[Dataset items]
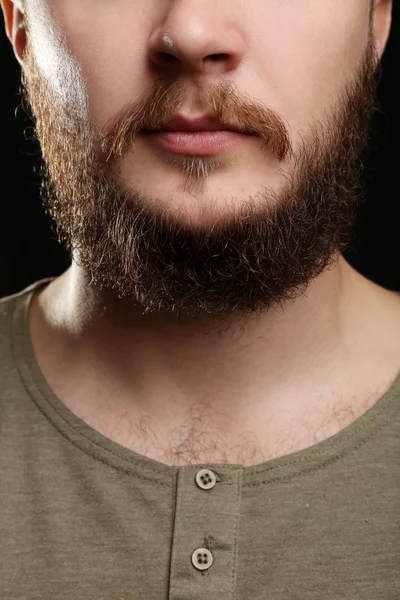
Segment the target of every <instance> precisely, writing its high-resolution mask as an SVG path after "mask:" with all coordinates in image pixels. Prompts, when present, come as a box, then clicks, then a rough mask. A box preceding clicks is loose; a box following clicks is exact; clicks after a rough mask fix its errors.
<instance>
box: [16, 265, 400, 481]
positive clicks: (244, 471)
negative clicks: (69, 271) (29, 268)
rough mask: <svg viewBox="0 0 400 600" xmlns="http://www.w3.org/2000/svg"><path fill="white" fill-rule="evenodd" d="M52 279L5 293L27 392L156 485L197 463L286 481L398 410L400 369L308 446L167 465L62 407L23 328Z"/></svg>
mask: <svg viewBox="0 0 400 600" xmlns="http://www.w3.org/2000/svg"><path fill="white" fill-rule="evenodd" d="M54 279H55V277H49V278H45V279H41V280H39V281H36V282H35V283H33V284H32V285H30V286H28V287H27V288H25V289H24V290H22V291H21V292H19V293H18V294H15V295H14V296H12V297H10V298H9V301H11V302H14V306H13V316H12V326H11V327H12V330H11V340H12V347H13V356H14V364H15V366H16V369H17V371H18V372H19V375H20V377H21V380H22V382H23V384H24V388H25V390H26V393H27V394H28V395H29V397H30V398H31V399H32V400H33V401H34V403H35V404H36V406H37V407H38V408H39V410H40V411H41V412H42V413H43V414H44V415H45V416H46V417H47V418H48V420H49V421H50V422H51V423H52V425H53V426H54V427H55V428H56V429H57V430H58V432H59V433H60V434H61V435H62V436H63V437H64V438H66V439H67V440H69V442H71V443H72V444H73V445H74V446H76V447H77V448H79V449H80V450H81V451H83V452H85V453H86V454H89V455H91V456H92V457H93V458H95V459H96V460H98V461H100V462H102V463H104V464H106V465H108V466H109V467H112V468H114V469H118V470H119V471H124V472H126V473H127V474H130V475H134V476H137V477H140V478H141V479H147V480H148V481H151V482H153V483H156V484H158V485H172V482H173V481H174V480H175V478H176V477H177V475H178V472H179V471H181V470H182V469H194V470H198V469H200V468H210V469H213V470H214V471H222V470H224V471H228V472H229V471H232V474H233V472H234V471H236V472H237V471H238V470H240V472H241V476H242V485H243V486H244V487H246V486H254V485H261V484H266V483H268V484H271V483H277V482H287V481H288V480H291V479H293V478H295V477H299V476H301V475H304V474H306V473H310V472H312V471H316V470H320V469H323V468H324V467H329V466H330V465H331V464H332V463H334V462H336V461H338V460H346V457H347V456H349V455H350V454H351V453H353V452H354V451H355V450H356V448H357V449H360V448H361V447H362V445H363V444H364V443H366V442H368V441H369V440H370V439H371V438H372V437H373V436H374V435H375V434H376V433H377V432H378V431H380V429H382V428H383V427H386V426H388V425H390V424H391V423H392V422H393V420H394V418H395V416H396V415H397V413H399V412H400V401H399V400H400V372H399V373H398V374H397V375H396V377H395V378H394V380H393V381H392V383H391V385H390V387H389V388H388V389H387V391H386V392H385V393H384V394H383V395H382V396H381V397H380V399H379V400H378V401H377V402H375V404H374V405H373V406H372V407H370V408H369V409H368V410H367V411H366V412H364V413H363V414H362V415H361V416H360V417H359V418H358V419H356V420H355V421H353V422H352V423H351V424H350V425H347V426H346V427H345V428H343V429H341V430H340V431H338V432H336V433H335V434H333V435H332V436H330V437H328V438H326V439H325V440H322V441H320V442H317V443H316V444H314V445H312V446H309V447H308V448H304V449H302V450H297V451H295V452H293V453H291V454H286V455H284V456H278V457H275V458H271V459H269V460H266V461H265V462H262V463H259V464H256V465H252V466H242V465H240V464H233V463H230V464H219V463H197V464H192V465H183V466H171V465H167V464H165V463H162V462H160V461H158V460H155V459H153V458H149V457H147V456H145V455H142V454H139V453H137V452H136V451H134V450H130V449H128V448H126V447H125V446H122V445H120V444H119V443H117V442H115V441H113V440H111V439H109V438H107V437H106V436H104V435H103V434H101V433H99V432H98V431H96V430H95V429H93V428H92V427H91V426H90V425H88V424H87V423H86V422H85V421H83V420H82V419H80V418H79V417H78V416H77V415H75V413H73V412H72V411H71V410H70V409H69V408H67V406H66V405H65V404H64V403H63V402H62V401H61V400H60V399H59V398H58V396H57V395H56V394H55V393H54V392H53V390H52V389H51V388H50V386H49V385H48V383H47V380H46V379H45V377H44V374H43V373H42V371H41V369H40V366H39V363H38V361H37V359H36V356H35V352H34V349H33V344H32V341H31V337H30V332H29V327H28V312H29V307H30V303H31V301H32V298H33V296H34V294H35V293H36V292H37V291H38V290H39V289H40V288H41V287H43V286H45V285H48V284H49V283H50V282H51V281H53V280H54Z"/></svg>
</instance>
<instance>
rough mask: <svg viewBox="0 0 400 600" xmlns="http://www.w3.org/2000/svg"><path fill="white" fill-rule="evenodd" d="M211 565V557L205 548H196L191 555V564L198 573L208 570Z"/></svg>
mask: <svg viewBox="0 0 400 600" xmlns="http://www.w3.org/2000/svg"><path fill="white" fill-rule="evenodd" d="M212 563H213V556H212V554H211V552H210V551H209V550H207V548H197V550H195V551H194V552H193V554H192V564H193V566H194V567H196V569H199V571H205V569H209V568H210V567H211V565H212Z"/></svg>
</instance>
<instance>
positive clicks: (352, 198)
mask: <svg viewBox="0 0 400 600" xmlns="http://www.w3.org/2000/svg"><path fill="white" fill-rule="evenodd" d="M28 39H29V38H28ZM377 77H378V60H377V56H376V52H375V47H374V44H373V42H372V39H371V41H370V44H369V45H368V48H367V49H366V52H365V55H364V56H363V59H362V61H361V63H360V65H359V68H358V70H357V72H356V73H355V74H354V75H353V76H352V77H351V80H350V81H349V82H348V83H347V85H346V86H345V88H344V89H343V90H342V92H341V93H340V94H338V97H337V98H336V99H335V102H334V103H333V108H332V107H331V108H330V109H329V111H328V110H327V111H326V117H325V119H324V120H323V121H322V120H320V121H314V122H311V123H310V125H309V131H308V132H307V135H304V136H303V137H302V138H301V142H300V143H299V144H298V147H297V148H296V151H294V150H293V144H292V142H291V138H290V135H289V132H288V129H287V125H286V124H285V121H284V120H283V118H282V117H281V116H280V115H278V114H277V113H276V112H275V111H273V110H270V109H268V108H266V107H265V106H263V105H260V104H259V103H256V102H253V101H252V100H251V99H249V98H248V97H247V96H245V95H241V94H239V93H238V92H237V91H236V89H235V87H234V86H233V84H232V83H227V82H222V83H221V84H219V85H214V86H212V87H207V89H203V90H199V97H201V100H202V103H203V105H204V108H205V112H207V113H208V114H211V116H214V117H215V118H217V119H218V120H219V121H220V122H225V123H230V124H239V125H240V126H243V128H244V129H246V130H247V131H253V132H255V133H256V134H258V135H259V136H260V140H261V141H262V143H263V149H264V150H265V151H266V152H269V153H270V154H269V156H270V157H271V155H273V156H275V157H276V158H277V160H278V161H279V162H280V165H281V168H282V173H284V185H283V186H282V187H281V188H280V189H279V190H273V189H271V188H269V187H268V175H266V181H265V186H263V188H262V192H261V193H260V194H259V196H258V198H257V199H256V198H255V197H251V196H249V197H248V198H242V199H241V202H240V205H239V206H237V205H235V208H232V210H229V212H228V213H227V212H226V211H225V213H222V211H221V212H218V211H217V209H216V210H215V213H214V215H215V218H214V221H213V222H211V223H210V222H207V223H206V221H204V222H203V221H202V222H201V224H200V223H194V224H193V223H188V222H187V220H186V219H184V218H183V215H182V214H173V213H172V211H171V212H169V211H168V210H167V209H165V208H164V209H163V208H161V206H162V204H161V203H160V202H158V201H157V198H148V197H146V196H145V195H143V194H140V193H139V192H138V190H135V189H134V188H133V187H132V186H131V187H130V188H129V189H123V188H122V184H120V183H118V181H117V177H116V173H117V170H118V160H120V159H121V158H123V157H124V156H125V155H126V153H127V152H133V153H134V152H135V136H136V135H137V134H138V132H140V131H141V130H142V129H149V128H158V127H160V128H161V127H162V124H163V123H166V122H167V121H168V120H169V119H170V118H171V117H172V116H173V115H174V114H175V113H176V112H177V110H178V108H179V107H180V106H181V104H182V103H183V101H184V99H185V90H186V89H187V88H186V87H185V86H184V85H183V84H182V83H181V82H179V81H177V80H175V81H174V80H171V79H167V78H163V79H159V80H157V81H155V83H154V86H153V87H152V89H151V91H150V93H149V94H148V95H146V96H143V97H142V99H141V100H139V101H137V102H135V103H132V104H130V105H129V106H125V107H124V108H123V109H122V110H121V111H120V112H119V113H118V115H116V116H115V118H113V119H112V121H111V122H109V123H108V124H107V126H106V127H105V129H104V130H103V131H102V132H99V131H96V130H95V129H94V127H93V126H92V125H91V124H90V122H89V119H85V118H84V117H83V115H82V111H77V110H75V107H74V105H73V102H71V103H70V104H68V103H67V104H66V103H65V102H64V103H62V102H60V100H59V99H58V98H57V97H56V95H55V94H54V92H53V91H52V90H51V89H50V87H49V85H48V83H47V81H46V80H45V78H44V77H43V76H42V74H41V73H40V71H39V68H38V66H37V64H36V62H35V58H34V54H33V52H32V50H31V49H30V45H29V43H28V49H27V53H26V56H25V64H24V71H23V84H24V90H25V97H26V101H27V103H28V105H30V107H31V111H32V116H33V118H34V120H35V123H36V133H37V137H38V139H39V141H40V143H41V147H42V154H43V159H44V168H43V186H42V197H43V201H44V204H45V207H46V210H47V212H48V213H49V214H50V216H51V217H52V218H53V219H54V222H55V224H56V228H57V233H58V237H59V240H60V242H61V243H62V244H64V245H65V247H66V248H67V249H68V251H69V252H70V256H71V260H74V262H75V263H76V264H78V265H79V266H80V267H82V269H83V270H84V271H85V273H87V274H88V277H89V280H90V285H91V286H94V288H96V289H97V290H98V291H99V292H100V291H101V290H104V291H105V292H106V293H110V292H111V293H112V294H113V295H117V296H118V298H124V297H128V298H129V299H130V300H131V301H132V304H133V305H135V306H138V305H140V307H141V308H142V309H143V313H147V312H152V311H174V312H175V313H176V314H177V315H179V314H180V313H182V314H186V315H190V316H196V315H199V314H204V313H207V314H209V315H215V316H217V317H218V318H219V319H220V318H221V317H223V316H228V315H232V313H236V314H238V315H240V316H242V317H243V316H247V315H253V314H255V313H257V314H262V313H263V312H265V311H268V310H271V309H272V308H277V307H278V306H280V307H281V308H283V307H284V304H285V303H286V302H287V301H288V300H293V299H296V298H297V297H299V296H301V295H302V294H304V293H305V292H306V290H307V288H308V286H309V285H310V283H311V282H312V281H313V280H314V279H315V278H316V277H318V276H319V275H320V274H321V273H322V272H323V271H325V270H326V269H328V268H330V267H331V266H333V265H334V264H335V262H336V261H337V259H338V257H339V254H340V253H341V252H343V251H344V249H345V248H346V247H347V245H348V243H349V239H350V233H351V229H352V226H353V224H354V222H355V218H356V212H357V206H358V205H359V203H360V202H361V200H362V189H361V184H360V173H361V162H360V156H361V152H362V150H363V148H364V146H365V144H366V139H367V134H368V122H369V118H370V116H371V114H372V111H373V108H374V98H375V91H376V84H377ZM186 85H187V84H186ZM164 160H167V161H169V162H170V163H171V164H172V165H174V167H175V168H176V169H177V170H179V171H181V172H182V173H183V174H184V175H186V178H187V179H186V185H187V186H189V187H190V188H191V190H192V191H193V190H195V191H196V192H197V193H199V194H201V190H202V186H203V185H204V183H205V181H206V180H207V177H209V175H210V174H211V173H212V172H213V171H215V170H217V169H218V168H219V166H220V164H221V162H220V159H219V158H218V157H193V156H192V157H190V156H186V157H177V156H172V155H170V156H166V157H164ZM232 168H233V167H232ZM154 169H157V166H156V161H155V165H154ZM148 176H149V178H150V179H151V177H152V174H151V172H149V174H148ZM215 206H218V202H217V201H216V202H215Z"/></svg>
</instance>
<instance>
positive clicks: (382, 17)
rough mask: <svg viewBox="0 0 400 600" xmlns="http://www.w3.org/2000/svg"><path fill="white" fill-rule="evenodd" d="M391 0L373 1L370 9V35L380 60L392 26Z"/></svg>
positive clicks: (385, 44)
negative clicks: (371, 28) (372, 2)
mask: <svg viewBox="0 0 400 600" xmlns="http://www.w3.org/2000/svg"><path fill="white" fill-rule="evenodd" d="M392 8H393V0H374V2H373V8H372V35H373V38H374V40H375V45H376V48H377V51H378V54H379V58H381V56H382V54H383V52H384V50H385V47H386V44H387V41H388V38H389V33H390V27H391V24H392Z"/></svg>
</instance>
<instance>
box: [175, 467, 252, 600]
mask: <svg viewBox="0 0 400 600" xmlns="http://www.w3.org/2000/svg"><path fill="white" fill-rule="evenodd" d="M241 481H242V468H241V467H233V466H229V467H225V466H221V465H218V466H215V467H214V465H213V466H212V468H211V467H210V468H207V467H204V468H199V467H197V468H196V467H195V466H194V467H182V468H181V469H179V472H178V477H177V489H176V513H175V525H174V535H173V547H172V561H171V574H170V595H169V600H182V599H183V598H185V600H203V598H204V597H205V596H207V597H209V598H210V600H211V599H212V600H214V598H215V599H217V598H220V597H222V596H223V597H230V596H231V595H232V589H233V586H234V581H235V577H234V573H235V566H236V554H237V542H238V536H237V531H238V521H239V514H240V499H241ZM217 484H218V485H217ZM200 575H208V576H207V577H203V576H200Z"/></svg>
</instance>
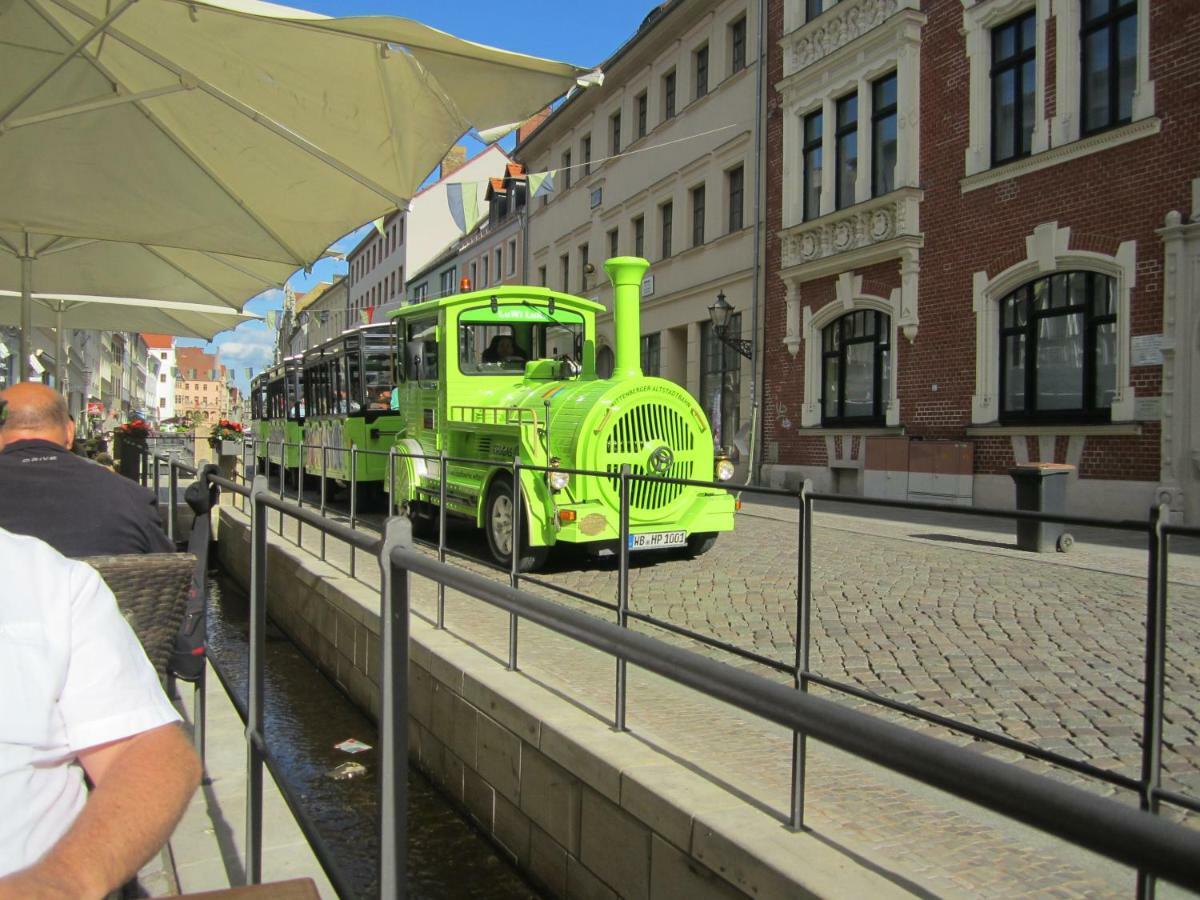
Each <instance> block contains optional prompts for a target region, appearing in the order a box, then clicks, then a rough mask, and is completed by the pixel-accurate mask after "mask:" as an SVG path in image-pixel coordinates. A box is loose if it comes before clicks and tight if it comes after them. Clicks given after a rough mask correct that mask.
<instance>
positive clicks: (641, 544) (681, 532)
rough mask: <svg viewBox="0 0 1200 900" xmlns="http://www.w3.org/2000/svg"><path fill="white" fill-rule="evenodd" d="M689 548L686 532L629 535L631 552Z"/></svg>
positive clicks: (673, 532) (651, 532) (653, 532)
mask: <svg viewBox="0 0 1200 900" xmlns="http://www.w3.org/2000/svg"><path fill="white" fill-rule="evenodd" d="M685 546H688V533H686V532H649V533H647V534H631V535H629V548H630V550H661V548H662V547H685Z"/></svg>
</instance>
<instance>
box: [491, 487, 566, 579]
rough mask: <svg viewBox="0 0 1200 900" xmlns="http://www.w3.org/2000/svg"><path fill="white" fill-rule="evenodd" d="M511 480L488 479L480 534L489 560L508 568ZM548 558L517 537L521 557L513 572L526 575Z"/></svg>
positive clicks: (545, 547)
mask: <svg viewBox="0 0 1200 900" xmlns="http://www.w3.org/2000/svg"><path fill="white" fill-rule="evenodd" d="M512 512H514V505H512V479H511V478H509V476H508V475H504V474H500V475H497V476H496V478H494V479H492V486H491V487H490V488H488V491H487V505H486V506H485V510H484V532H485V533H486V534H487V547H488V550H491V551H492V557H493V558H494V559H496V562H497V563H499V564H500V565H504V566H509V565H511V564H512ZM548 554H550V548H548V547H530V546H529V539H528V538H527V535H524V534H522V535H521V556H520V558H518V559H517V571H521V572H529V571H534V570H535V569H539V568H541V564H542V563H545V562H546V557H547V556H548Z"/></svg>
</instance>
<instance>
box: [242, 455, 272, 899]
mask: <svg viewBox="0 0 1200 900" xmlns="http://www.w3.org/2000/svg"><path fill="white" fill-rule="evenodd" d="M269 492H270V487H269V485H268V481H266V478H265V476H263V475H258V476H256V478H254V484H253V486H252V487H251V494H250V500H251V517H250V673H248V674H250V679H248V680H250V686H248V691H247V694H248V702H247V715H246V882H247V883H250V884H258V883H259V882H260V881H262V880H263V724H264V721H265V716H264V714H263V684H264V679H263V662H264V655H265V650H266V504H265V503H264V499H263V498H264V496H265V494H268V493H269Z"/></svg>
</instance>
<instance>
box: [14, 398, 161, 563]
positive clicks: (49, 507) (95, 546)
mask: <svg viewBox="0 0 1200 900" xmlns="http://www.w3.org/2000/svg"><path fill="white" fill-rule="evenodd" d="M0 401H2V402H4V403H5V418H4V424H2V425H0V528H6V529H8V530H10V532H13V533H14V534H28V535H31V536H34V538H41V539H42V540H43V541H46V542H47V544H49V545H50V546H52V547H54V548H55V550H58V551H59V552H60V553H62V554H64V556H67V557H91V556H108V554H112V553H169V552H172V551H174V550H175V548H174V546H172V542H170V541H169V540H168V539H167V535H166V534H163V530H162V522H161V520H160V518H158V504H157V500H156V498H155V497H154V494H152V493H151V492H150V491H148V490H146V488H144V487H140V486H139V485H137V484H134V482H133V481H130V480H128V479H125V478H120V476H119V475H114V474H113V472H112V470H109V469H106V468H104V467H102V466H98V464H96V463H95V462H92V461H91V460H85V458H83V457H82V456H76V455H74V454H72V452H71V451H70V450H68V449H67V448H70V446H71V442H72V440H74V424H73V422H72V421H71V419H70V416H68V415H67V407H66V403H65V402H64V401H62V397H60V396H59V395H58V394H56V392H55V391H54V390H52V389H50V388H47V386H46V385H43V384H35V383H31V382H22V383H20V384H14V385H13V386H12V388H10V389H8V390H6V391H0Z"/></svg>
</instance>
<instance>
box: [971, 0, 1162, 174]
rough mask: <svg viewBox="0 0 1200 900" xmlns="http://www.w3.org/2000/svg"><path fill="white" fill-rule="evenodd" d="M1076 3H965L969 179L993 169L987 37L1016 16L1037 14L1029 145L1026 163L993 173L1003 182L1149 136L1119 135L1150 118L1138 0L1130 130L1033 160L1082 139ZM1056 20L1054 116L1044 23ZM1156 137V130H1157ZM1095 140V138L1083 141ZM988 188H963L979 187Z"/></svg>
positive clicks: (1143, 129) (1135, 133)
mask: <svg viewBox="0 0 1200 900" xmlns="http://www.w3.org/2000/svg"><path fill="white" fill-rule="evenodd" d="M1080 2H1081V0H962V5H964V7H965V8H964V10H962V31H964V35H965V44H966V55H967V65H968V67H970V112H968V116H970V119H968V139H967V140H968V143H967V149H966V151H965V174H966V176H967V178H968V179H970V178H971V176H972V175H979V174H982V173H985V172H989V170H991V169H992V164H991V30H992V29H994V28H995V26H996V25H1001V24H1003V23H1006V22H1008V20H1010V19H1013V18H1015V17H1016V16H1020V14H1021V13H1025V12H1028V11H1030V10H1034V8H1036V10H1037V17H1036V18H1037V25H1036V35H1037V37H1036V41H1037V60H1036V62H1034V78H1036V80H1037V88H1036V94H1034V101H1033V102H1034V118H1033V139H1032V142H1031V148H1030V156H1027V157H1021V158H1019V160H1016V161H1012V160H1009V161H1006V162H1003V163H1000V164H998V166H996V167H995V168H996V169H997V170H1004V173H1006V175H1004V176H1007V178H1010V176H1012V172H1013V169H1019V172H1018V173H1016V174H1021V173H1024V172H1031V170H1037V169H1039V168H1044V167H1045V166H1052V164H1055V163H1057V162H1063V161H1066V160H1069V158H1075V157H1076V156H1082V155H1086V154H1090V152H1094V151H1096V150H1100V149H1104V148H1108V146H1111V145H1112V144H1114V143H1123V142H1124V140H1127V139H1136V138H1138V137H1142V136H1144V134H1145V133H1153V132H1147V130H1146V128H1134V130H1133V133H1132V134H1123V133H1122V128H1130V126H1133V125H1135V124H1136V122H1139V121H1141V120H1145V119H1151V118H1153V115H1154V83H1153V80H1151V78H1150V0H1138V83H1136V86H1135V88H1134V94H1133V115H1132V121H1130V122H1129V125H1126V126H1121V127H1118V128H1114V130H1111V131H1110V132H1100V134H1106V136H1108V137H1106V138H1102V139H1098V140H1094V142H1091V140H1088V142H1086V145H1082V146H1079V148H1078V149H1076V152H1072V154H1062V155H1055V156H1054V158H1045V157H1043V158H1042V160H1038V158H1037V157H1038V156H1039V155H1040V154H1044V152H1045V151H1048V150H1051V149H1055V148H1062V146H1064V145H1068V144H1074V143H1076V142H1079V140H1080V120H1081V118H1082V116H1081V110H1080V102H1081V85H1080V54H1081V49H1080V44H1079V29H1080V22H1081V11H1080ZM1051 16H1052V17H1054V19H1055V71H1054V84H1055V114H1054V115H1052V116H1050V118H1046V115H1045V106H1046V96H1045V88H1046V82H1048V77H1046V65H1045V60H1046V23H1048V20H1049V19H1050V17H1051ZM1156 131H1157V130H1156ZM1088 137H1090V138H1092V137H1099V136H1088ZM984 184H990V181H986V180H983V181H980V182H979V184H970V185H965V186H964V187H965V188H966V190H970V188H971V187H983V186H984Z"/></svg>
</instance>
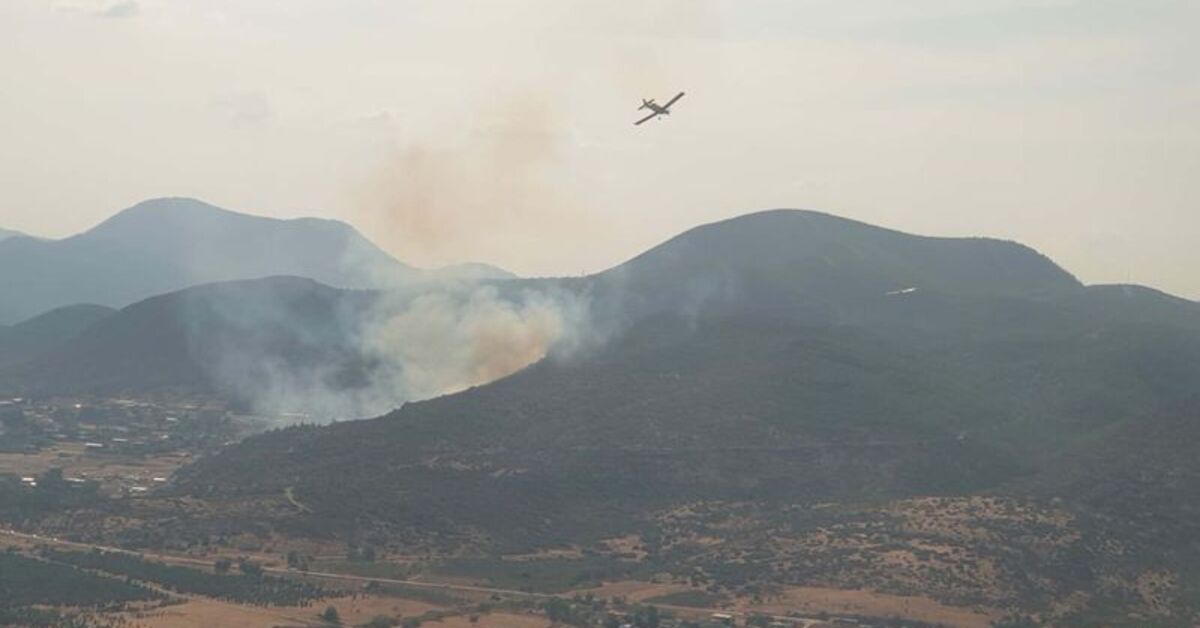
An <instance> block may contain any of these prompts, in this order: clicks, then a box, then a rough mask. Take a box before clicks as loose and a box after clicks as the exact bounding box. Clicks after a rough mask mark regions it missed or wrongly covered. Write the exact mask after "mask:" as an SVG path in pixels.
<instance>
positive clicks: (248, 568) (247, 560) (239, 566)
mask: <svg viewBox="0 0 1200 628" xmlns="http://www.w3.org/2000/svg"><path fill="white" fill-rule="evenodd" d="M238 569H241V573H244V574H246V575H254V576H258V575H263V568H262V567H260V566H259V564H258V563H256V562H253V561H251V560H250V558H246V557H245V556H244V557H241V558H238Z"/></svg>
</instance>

Exercise => Check each line of the records for the word "loose", and show the lines that contain it.

Response to this exercise =>
Segment the target of every <instance> precisely, writing its high-resolution mask as an SVG path after "mask:" with all coordinates in image pixels. Prompts, when present, come as a box, then clicks, then a rough mask. A box preceding clicks is loose; a box following clicks is exact; clicks after a rough mask fix its errors.
Each <instance> block contains optional prompts for a target region, appearing in the order a box, then clicks, then a rough mask, and is completed by the pixel-accurate mask after "mask:" as an SVG path in image-pixel coordinates. A box is loose if it comes before clicks and tight if it comes after them. Clicks given after a rough mask correct that mask.
An <instance> block may contain any of these prompts, in this order: clicks, then a box, then a rough mask. Take a box before clicks as loose and a box after clicks as the exact bounding box. Clicks after a rough mask mark regions it missed or wrongly covered. Write the exact mask after "mask:" as an SVG path in pixels.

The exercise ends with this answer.